▸ 任务说明 1
请列出各行中含有字符串“board”的全部行,大小写须完全一致。

▸ 所给文本

+ + + + +

Lucas(n,m) = C(n%p,m%p)*Lucas(n/p,m/p)%p

p需为素数,fac[]为预处理的阶乘,时间复杂度大约是$O(p + mlogm)$(预处理需要$O(p)$)

ll C(ll n,ll m){
	if(m > n)return 0;
	return (fac[n]*Pow(fac[m],p-2)%p*Pow(fac[n-m],p-2)%p)%p;
}
ll Lucas(ll n,ll m){
	if(!m)return 1;
	return C(n%p,m%p)*Lucas(n/p,m/p)%p;
}

线性基

maxbit取值域位数

insert返回0则说明现有基可以表示x

qmax返回异或最大值

struct LinerBasis{
	ll base[maxbit+4];
	bool vis[maxbit+4];
	bool insert(ll x){
		for(int i = maxbit;~i;i--){
			if(x&(1LL<<i)){
				if(!base[i]){
					base[i] = x;
					break;
				}
				else x ^= base[i];
			}
		}
		return x;
	}
	ll qmax(){
		ll ans = 0;
		for(int i = maxbit;~i;i--)ans = max(ans,ans^base[i]);
		return ans;
	}
}yay;

杜教BM(快速求模意义下线性递推式)

设$n$为输入项数, 复杂度$O(n^2\log n)$. 对于$k$阶递推式(例如斐波那契数列为2阶递推式)至少需要前$2k$项

#include<bits/stdc++.h>
using namespace std;
#define rep(i,a,n) for (int i=a;i<n;i++)
#define pb push_back
typedef long long ll;
#define SZ(x) ((ll)(x).size())
typedef vector<ll> VI;
typedef pair<ll, ll> PII;
const ll mod = 1000000007;
ll powmod(ll a, ll b) { ll res = 1; a %= mod; assert(b >= 0); for (; b; b >>= 1) { if (b & 1)res = res * a % mod; a = a * a % mod; }return res; }
// head
 
ll _, n;
namespace linear_seq {
    const ll N = 10010;
    ll res[N], base[N], _c[N], _md[N];
 
    vector<ll> Md;
    void mul(ll* a, ll* b, ll k) {
        rep(i, 0, k + k) _c[i] = 0;
        rep(i, 0, k) if (a[i]) rep(j, 0, k) _c[i + j] = (_c[i + j] + a[i] * b[j]) % mod;
        for (ll i = k + k - 1; i >= k; i--) if (_c[i])

+ + + + +

▸ 任务说明 2
根据所给文本,回答下列问题:
(a) 使用 Lucas 定理时,p 须满足什么条件?
(b) 线性基的 insert 返回 0 说明什么?
(c) 对于 k 阶递推式,杜教BM 至少需要前多少项?

▸ 输入材料

+ + + + +

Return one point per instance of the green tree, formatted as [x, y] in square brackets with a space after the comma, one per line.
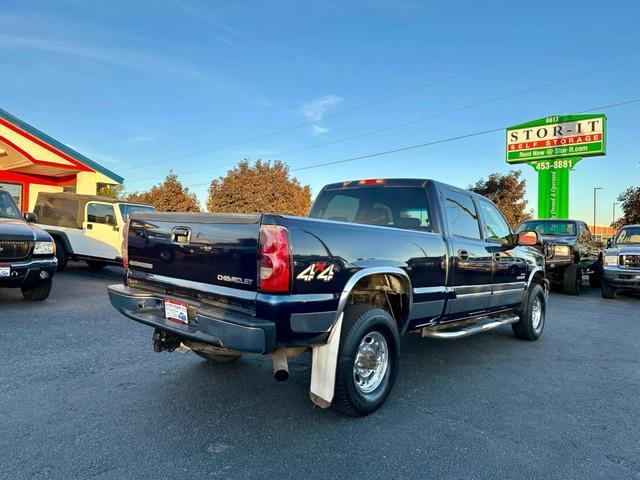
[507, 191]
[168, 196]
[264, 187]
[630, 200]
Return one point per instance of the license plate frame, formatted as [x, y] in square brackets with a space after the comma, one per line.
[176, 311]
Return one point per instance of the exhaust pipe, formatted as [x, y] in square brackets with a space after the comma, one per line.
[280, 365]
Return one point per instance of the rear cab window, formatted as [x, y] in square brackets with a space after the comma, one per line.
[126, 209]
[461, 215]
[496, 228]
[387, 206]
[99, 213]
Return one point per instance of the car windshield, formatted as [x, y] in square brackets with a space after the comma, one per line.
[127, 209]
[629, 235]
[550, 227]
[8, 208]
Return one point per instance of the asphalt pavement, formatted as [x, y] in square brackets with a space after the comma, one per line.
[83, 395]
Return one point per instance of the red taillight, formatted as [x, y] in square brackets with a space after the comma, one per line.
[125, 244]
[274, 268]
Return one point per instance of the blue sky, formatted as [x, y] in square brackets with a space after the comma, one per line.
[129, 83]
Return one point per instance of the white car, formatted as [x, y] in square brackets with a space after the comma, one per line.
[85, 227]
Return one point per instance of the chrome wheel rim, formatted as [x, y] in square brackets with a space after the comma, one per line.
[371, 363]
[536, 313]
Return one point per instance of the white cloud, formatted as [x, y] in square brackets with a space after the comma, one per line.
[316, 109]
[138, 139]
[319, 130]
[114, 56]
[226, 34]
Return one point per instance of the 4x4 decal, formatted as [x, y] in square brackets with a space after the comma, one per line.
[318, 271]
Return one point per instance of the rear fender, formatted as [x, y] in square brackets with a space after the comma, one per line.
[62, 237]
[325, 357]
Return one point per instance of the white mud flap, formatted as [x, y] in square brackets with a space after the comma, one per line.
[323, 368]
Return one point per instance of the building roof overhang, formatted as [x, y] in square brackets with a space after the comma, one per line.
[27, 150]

+ + + + +

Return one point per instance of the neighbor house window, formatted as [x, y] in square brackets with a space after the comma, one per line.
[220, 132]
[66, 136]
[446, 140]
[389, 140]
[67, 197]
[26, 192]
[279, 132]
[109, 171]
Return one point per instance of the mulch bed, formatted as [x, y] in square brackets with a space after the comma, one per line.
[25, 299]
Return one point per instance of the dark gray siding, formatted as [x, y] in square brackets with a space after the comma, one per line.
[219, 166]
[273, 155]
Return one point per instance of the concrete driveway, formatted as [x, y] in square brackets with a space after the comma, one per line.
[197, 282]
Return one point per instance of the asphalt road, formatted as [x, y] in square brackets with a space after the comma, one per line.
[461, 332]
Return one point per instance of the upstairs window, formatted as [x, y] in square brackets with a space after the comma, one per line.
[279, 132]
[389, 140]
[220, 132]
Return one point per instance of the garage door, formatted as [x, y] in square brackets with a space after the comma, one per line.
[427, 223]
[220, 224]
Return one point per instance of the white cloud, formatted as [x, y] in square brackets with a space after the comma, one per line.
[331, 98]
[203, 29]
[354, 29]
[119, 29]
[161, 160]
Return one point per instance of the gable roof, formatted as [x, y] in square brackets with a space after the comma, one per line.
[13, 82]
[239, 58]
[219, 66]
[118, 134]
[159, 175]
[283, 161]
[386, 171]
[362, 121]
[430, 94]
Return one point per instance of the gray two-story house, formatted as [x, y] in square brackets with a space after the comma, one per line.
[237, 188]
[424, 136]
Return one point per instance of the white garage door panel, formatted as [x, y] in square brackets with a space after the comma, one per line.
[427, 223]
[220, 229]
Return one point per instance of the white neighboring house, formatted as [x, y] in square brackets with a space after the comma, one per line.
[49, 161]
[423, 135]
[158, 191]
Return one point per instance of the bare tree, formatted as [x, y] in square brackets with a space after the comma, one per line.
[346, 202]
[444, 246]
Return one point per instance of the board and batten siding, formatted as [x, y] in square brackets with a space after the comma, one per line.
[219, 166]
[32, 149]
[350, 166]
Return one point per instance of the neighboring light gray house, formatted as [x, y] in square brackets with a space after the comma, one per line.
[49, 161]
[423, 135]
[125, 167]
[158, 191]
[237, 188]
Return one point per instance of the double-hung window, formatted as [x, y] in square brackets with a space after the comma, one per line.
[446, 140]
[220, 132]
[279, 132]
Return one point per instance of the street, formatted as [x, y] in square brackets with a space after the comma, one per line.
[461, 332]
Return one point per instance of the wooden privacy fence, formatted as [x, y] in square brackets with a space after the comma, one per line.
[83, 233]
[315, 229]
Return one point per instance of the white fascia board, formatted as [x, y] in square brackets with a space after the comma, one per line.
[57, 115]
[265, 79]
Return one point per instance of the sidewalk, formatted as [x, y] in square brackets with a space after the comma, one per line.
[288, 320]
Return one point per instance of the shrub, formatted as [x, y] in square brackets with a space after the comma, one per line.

+ + + + +

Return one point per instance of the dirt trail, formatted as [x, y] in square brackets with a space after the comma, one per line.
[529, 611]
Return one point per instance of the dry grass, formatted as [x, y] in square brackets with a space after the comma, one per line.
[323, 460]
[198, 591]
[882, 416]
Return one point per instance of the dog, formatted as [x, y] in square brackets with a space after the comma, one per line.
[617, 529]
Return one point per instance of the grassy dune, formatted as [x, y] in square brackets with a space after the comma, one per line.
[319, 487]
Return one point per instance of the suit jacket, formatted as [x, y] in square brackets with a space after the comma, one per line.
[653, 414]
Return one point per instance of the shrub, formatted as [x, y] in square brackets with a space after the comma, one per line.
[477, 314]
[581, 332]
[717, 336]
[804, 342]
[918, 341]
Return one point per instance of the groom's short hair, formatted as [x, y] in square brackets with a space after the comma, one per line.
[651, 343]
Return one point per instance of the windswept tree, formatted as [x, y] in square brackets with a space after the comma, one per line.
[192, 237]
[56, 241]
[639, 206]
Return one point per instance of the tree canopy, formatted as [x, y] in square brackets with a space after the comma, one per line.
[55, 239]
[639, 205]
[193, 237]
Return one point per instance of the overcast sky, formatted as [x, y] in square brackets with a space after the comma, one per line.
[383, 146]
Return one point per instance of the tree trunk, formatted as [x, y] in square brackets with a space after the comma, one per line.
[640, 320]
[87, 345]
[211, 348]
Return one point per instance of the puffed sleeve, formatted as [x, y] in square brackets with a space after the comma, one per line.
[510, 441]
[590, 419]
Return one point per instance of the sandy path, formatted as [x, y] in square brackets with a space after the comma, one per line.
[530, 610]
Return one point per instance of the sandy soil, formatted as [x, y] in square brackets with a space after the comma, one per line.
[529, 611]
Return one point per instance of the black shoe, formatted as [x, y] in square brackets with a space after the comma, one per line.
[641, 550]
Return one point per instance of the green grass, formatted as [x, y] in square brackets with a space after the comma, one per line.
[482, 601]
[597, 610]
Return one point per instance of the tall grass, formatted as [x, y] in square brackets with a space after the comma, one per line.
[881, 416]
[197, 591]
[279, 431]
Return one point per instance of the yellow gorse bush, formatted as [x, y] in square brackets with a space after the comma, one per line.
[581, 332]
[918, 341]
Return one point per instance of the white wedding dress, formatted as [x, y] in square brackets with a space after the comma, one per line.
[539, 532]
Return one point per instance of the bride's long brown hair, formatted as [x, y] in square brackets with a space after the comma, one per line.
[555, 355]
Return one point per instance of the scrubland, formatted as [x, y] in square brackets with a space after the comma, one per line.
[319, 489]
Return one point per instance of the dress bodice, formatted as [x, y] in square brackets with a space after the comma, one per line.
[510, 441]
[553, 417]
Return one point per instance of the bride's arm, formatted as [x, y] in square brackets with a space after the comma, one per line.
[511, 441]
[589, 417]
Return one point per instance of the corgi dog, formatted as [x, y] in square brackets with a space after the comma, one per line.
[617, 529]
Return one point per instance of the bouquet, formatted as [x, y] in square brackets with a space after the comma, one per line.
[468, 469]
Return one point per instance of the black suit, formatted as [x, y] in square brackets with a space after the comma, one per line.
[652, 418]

+ + + + +

▸ 回复 1
Return one point per instance of the board and batten siding, formatted as [x, y] in square brackets with a space after the comma, one per line.
Return one point per instance of the white fascia board, formatted as [x, y] in square brackets with a space after the comma, one per line.

▸ 回复 2
(a) p 须为素数。
(b) 说明现有基可以表示 x。
(c) 至少需要前 2k 项。